## TASK:
Return the entries below exactly as written.

[Excerpts from a dataset]
★ ★ ★ ★ ★

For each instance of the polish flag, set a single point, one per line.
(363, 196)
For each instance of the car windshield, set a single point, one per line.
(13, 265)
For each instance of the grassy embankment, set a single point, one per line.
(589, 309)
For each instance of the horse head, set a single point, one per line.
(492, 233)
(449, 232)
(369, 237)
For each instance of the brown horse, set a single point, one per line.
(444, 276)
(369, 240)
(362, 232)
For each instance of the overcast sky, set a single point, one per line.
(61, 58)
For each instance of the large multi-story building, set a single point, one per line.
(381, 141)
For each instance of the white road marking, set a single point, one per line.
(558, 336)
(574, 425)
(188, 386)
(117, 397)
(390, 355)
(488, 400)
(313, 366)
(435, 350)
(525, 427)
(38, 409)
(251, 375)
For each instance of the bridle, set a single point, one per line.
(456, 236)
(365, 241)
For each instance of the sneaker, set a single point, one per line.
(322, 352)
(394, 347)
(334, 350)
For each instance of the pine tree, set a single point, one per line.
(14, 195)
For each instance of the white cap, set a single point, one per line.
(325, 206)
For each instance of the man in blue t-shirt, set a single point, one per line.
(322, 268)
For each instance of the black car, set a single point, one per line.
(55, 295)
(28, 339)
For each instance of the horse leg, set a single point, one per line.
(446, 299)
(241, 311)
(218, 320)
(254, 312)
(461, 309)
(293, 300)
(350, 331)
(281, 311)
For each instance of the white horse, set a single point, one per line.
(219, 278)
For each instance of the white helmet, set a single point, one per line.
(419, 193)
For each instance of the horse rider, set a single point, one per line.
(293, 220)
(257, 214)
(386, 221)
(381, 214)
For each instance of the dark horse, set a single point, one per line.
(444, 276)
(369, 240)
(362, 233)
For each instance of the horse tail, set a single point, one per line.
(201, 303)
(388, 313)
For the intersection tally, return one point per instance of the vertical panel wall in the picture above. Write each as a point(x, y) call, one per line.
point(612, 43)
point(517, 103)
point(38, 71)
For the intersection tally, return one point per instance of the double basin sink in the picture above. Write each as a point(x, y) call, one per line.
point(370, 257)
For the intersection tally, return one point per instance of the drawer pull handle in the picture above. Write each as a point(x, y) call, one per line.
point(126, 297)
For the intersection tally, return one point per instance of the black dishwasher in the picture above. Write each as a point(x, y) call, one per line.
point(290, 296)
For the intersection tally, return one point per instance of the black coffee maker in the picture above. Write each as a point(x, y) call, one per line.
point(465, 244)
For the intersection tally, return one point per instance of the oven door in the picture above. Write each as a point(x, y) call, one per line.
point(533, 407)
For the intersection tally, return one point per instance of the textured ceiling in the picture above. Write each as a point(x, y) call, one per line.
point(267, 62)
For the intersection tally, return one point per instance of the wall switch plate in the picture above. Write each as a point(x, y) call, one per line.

★ ★ ★ ★ ★

## RESULT:
For each instance of the polish flag, set a single point, one per line.
(363, 196)
For each instance of the car windshield, set a single point, one per line.
(13, 265)
For each instance of the grassy embankment, set a single point, one per line.
(589, 309)
For each instance of the horse head, set a single point, one per line.
(492, 233)
(449, 232)
(369, 237)
For each instance of the brown horse, set a single point, one per line.
(444, 276)
(369, 240)
(362, 232)
For each instance of the overcast sky, set a single point, one per line.
(61, 58)
For each instance of the large multi-story building, set a single point, one per line.
(381, 141)
For each instance of the white road marking, set a single point, one per line.
(558, 336)
(574, 425)
(188, 386)
(117, 397)
(390, 355)
(488, 400)
(313, 366)
(435, 350)
(525, 427)
(38, 409)
(251, 375)
For each instance of the bridle, set a single point, one per line.
(456, 236)
(365, 241)
For each instance of the sneaker, set a single point, one per line.
(322, 352)
(394, 347)
(334, 350)
For each instance of the pine tree, set a single point, one per line.
(14, 195)
For each instance of the white cap, set a single point, one per line.
(325, 206)
For each instance of the man in blue t-shirt, set a single point, one per line.
(322, 268)
For each instance of the black car, set a single point, one per line.
(55, 295)
(28, 339)
For each instance of the horse leg, set a single point, one per line.
(446, 299)
(241, 311)
(218, 320)
(254, 312)
(461, 309)
(293, 300)
(350, 331)
(281, 311)
For each instance of the white horse, set a single point, one per line.
(219, 278)
For each instance of the white helmet, set a single point, one per line.
(419, 193)
For each instance of the horse rider, set a single point, one per line.
(293, 220)
(257, 214)
(386, 221)
(381, 214)
For each instance of the dark horse, set a single point, one per line.
(444, 276)
(369, 240)
(362, 233)
For each instance of the horse tail, set a single point, one per line.
(201, 303)
(388, 313)
For the intersection tally, return one point per instance of the vertical panel wall in the picture above. Write each as a point(x, y) call, one per line.
point(612, 43)
point(517, 103)
point(38, 71)
For the intersection tally, return one point per instance of the double basin sink in the picture above. Write each as a point(x, y) call, one per line.
point(370, 257)
For the intersection tally, return one point per instance of the drawer pull handle in the picture above. Write each as a point(x, y) call, one per line.
point(126, 297)
For the intersection tally, return one point per instance of the black dishwasher in the picture above. Write each as a point(x, y) call, one per line.
point(290, 296)
For the intersection tally, return one point per instance of the black coffee maker in the picture above. Write each as a point(x, y) call, one per line.
point(465, 244)
For the intersection tally, return one point per instance of the oven door in the picture above. Write each as a point(x, y) call, one per line.
point(533, 407)
For the intersection tally, return one point per instance of the textured ceiling in the picture above. Write each as a point(x, y) call, one per line.
point(267, 62)
For the intersection tally, return one point per instance of the wall switch plate in the picture above. Write each as a point(x, y) call, one per line.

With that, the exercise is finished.